**Records for the exercise**.
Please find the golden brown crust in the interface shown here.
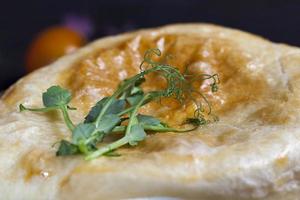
[0,24,300,199]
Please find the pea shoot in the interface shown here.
[19,49,219,160]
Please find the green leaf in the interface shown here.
[126,124,146,146]
[84,97,126,123]
[97,114,121,134]
[43,86,72,107]
[56,140,79,156]
[126,93,144,106]
[72,123,96,144]
[137,114,162,126]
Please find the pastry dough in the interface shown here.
[0,24,300,200]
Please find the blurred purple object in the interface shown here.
[62,14,94,38]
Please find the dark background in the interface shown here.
[0,0,300,90]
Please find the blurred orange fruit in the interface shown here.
[25,26,85,72]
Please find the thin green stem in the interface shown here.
[60,105,75,131]
[85,137,128,160]
[112,125,198,133]
[125,93,150,135]
[19,104,60,112]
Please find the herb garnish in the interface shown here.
[20,49,219,160]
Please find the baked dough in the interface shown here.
[0,24,300,200]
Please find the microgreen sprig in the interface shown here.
[20,49,219,160]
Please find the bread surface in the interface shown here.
[0,24,300,200]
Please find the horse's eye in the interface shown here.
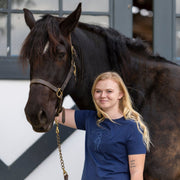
[58,52,66,58]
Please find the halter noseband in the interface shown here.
[30,46,76,116]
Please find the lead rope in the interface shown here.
[55,119,68,180]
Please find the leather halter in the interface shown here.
[30,46,76,116]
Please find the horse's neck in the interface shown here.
[71,28,111,109]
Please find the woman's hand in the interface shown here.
[55,109,77,129]
[128,154,145,180]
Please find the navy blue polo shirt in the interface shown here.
[75,110,146,180]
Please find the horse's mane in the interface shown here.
[78,23,172,63]
[20,14,59,62]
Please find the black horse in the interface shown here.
[20,5,180,180]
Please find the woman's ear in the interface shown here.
[118,91,124,100]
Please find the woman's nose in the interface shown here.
[101,91,106,97]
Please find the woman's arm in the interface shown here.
[55,109,77,129]
[128,154,145,180]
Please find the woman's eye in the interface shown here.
[96,90,101,93]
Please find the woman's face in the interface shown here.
[94,79,123,111]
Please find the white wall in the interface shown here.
[0,80,85,180]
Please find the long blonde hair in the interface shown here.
[91,72,150,150]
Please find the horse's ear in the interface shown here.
[60,3,81,36]
[23,8,36,29]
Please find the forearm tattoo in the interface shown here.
[130,159,136,168]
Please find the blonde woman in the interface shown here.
[56,72,150,180]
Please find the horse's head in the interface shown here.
[20,4,81,132]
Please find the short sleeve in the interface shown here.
[75,110,91,130]
[127,122,146,155]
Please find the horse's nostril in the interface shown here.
[38,110,46,121]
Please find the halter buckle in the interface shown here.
[56,88,63,99]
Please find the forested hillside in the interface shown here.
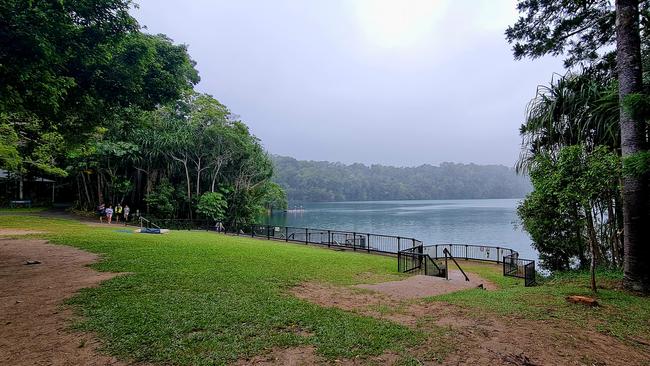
[272,156,530,201]
[0,0,286,224]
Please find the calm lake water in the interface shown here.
[266,199,537,260]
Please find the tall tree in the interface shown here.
[506,0,650,292]
[616,0,650,292]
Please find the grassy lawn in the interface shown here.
[0,215,650,365]
[0,216,423,364]
[429,261,650,343]
[0,207,47,214]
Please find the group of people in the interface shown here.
[97,203,131,224]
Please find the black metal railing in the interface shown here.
[424,244,517,263]
[503,253,536,286]
[397,245,447,277]
[238,225,422,254]
[129,219,536,286]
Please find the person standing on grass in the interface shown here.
[97,202,106,224]
[106,206,113,224]
[115,203,122,224]
[124,205,131,226]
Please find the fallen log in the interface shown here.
[566,295,598,306]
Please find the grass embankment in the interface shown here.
[0,216,423,364]
[430,261,650,344]
[0,216,650,364]
[0,207,47,214]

**To do**. Rewrite all of the data above, substituting "photo" for every "interface" and keeping everything else the same. Omit the pictures from your answer.

**Task answer**.
Please find the golden brown crust in the photo shown here.
[0,24,300,199]
Please find the pea shoot in the photo shown here.
[19,49,219,160]
Please find the green leaf in the photo shown here.
[126,124,146,146]
[84,97,126,123]
[97,114,121,134]
[43,86,72,107]
[56,140,79,156]
[126,93,144,106]
[72,123,96,144]
[137,114,162,126]
Please find the pastry dough in the photo shown here.
[0,24,300,200]
Please find the blurred purple object in the photo shown here.
[62,14,94,38]
Please find the dark background in the photo shown here.
[0,0,300,90]
Please find the blurred orange fruit in the photo shown here.
[25,26,85,72]
Please find the thin green stem in the photo shown here.
[60,105,75,131]
[85,137,128,160]
[112,125,198,133]
[125,93,150,135]
[19,104,60,112]
Please find the herb garnish in the photo shown here.
[20,49,219,160]
Please find the baked dough in the photo shown here.
[0,24,300,200]
Please find the microgreen sprig in the photo shown here.
[20,49,219,160]
Please find the bread surface in the photo shown here.
[0,24,300,200]
Please find the horse's eye in the photo shown here.
[58,52,66,58]
Please find the halter noseband in the photo shown here.
[30,46,76,116]
Please find the lead rope in the photo shown here.
[55,119,68,180]
Please find the leather halter in the photo shown here.
[30,46,76,116]
Please find the horse's neck in the photo shown here.
[71,28,111,109]
Please find the woman's hand in the photo shown here.
[55,109,77,129]
[128,154,145,180]
Please find the navy blue polo shirt in the photo shown here.
[75,110,146,180]
Please find the horse's mane in the photo shown here.
[78,23,172,63]
[20,14,59,62]
Please find the black horse in the photo shown here.
[20,5,180,180]
Please find the woman's ear in the photo shown here.
[118,91,124,100]
Please find the woman's nose in the photo shown here.
[101,91,106,97]
Please find the woman's arm in the photo shown here.
[55,109,77,129]
[128,154,145,180]
Please find the woman's eye in the photo shown here.
[96,90,101,93]
Please find the woman's face in the photo shown here.
[94,79,123,111]
Please find the white wall in the photo shown here.
[0,80,85,180]
Please find the long blonde hair in the photo shown here.
[91,72,150,150]
Please find the horse's ear in the photo shown here.
[60,3,81,36]
[23,8,36,29]
Please find the forearm tattoo in the photo shown here.
[130,159,136,168]
Please find the blonde woman in the photo shown here.
[56,72,150,180]
Please find the horse's head in the photo shown here.
[20,4,81,132]
Please find the short sleeve in the photo shown here.
[75,110,91,130]
[127,122,146,155]
Please find the horse's nostril in the photo shown here.
[38,110,46,121]
Please find the halter buckle in the photo shown here.
[56,88,63,99]
Please find the forested hillside in the photo shown here.
[272,156,530,201]
[0,0,286,224]
Please find the calm lake water in the photo shown here.
[266,199,537,260]
Please find the tall tree in the photo shown here.
[506,0,650,292]
[616,0,650,292]
Please find the grassy lawn in the photo shown here.
[0,215,650,365]
[0,216,423,364]
[429,261,650,343]
[0,207,47,214]
Please find the group of people in the photo shown here.
[97,203,131,224]
Please find the black metal railing in the photo shown here.
[424,244,517,263]
[503,253,536,286]
[397,245,447,277]
[238,225,422,254]
[129,219,536,286]
Please find the person standing on grass in the photo shown here.
[97,202,106,224]
[106,206,113,224]
[115,203,122,224]
[124,205,131,226]
Please find the fallen log in the photo shown here.
[566,295,598,306]
Please find the grass embankment in the photo shown here.
[0,216,423,364]
[430,261,650,344]
[0,216,650,364]
[0,207,47,214]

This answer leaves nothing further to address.